■ Supplied data ■
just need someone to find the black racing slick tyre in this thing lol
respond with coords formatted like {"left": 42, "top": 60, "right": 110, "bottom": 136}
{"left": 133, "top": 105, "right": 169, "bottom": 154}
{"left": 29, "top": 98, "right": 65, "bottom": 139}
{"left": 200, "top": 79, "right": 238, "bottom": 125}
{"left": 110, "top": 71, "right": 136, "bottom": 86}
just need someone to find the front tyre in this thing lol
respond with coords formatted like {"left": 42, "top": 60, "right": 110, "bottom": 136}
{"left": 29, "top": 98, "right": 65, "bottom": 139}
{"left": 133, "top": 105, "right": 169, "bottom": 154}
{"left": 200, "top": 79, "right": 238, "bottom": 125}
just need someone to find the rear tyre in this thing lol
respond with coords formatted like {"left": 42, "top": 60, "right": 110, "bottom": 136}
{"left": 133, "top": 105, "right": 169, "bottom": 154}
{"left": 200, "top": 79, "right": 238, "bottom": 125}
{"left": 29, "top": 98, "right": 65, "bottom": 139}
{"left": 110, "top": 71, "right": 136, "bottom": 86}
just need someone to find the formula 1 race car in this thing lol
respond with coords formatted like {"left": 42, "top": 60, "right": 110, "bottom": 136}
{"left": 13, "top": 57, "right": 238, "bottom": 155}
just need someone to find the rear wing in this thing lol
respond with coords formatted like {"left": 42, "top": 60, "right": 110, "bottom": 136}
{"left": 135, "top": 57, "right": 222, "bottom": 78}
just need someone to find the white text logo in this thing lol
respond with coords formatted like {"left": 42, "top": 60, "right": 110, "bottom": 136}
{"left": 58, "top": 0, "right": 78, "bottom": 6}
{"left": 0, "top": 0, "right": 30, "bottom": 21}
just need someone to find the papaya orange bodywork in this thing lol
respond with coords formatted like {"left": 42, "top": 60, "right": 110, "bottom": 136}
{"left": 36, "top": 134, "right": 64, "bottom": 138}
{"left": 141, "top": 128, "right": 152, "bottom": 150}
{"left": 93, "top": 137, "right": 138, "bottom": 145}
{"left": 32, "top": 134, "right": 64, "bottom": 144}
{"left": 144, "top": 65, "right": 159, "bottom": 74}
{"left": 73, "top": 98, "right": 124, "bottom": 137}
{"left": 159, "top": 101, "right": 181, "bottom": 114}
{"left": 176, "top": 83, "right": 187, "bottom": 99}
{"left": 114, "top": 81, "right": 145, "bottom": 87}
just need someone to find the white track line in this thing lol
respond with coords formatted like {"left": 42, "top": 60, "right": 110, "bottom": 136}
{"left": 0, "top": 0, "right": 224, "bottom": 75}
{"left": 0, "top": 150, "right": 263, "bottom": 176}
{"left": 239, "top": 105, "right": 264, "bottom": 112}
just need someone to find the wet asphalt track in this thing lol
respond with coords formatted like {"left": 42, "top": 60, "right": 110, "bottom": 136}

■ Exercise prompt ■
Wherever the string "someone" appears in the entries, copy that line.

■ Response ■
just need someone to find the black racing slick tyre in this thing lol
just need someone to find the front tyre in this thing lol
just need someone to find the rear tyre in this thing lol
just need someone to find the formula 1 race car in this thing lol
just need someone to find the rear wing in this thing lol
just need someone to find the white text logo in this thing lol
just need someone to find the papaya orange bodywork in this thing lol
just need someone to find the white track line in this thing lol
just need someone to find the wet asphalt track in this thing lol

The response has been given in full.